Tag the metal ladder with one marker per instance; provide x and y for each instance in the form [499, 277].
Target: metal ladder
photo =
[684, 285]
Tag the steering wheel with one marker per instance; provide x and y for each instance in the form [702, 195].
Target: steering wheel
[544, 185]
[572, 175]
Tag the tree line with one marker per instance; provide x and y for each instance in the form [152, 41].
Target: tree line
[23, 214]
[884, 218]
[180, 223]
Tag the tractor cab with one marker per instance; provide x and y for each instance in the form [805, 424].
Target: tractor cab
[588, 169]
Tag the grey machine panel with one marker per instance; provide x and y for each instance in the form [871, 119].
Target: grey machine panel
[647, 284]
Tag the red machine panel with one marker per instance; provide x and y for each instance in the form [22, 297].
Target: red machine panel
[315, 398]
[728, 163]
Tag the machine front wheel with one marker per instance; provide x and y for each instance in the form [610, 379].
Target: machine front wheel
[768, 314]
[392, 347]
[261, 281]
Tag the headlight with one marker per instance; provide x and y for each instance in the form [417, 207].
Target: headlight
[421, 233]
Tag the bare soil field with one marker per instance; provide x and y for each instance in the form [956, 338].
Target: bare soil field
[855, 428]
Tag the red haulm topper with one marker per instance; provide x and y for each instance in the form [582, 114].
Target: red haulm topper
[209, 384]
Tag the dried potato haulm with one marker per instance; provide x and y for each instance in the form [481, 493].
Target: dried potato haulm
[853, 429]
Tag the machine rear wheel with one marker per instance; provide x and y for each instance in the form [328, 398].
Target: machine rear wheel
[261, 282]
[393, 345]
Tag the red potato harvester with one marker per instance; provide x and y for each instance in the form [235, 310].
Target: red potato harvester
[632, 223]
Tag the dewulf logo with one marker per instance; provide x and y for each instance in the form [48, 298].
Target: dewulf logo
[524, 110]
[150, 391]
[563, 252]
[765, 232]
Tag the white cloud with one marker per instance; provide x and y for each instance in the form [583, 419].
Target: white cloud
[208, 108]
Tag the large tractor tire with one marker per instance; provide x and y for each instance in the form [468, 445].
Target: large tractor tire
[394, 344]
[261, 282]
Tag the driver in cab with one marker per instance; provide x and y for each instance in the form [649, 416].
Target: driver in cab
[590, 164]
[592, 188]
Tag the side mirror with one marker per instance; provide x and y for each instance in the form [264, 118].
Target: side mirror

WHAT IS REQUIRED - Please quote the data above in full, with no line missing.

RESPONSE TO THIS EXERCISE -
Tag the metal ladder with one marker per instance; provide x and y for each instance in the form [499, 277].
Target: metal ladder
photo =
[684, 285]
Tag the steering wheel with one marker per instance; provide x and y for each instance in the form [702, 195].
Target: steering wheel
[544, 185]
[572, 175]
Tag the tree line with one marker per instance; provide x and y for each instance in the form [152, 41].
Target: tree line
[23, 214]
[884, 218]
[180, 223]
Tag the tractor cab with one marker per instance; provide x and y for each instance in the form [805, 424].
Target: tractor cab
[588, 169]
Tag the grey machine panel with one marker per instance; provide x and y for each instance in the form [871, 119].
Target: grey machine panel
[647, 284]
Tag the red machine panel with one marker per instance; provide x and y for each instance in the form [22, 297].
Target: red machine panel
[315, 398]
[728, 163]
Tag the machine front wheel with one marker per instance; provide x and y for each instance in the form [610, 379].
Target: machine front wheel
[768, 314]
[392, 347]
[261, 281]
Tag the headlight with one marker per instance; provide x and y for each instance in the form [417, 207].
Target: headlight
[421, 233]
Tag the bare soil field with one marker per instance; provide x and y for each instance in the form [956, 338].
Target: bare soil field
[855, 428]
Tag the red haulm topper with one marker per instance; provide x and y for each instance in the form [582, 114].
Target: red haulm topper
[209, 384]
Tag the dried potato haulm with one marker per instance; provide x and y for each instance in the form [481, 493].
Target: dried potato haulm
[853, 429]
Tag the machine rear wheel with one marker per instance; provide x and y for each instance in the form [328, 398].
Target: machine rear wheel
[261, 282]
[393, 345]
Tag the red potato harvester with one marker per instance; provide x and y for each instance in the form [235, 310].
Target: red potato harvester
[632, 223]
Tag the dewulf logo with one marker per instance; provide x and y for each instance in the form [48, 298].
Target: dewulf logo
[524, 110]
[150, 391]
[563, 252]
[765, 232]
Tag the white cloud with one marker per instance; provide x and y for each instance in the form [583, 419].
Target: white cloud
[208, 108]
Tag the large tractor tire with one marker per instance; provide x and y for each instance in the form [468, 445].
Target: large tractor tire
[394, 344]
[261, 282]
Tag the driver in cab with one marker per instance; provide x and y for each instance in the form [649, 416].
Target: driver in cab
[590, 164]
[592, 188]
Tag the side mirror with one marker per instance; provide x and y for each instance in the form [264, 118].
Target: side mirror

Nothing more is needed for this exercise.